__CONSIGNE__
Poursuivez l'extrait sur l'Alliance to End Plastic Waste en rédigeant la suite qui vient après sa dernière phrase, la question sur l'action menée en Afrique du Sud.

── EXTRAIT CITÉ

Travailler ensemble pour mettre fin à la pollution des déchets
Travailler ensemble pour mettre fin à la pollution des déchets

L'AEPW sur le terrain

L’Alliance to End Plastic Waste (AEPW) a été conçue pour développer et déployer des solutions contre la pollution des déchets plastique. Partant du principe qu’aucun acteur ne peut lutter seul, son credo est de trouver des partenariats avec toutes les parties prenantes.
Gros plan sur l'Afrique du Sud, un pays représentatif des actions menées par l'AEPW et sur quelques solutions testées dans des pays développés.

En quoi l’action que vous menez en l’Afrique du Sud est-elle si emblématique ?

────
── JEU D'ENREGISTREMENTS

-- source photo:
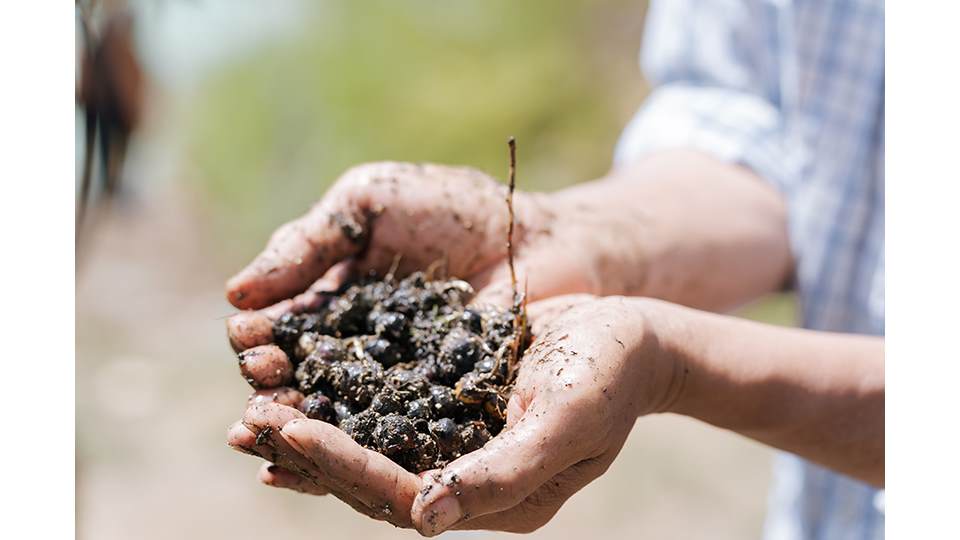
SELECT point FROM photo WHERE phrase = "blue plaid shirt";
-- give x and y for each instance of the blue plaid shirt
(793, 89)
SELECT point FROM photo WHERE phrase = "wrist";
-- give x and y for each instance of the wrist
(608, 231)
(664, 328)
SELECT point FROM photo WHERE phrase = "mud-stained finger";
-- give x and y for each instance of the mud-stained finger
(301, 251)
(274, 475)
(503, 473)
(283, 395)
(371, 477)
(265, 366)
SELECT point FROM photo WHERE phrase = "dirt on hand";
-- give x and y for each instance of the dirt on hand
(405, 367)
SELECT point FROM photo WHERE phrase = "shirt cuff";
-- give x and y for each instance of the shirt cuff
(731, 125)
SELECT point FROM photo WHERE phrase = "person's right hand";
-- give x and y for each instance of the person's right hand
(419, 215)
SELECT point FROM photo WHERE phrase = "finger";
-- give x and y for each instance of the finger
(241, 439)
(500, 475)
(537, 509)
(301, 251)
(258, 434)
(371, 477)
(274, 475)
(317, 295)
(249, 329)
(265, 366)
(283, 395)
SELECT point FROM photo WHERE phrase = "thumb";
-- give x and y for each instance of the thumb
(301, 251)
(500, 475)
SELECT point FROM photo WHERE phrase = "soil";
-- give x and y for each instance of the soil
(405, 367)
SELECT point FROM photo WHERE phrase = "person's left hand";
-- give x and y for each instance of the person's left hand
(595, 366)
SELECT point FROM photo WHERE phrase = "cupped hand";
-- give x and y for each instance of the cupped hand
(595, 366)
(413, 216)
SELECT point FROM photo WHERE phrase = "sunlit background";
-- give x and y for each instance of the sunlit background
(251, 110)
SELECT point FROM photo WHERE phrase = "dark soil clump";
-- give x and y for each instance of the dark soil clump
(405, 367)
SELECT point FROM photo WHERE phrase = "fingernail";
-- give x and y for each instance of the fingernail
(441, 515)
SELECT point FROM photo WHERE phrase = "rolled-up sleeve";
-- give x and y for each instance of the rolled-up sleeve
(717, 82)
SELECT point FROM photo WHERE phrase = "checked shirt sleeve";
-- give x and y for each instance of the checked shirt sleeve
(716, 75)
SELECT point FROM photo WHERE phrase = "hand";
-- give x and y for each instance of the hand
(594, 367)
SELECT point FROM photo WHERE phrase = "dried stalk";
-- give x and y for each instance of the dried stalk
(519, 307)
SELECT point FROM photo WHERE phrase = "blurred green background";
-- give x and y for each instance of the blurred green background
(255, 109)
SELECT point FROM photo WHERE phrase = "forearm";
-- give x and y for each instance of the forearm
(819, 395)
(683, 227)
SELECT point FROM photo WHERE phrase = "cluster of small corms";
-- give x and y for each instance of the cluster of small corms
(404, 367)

────

__RÉSULTAT DE L'EXERCICE__
Je suis content d’évoquer ce pays, car nous estimons que ce que nous avons réussi à mettre en place en 3 ans est devenu un exemple que nous espérons décliner dans d’autres pays. Pour comprendre, il faut avant tout savoir que bien qu’ayant atteint un bon niveau de maturité, l’Afrique du Sud a une population encore très morcelée, et ce malgré la fin de l’apartheid il y à 20 ans…

 

Centre de Tri (Power Rush) à Durban en Afrique du Sud.

Il existe encore une large part de la population qui vit au pire dans des bidonvilles au mieux dans des townships, quartiers où les constructions sont tout de même en dur mais où le niveau de salubrité publique est tout juste acceptable. Ces quartiers sont organisés et disposent de quelques services publics comme des écoles. C’est un point important ! Mais bien souvent, la collecte des déchets fonctionne en mode dégradé (une collecte par semaine, tri non sélectif).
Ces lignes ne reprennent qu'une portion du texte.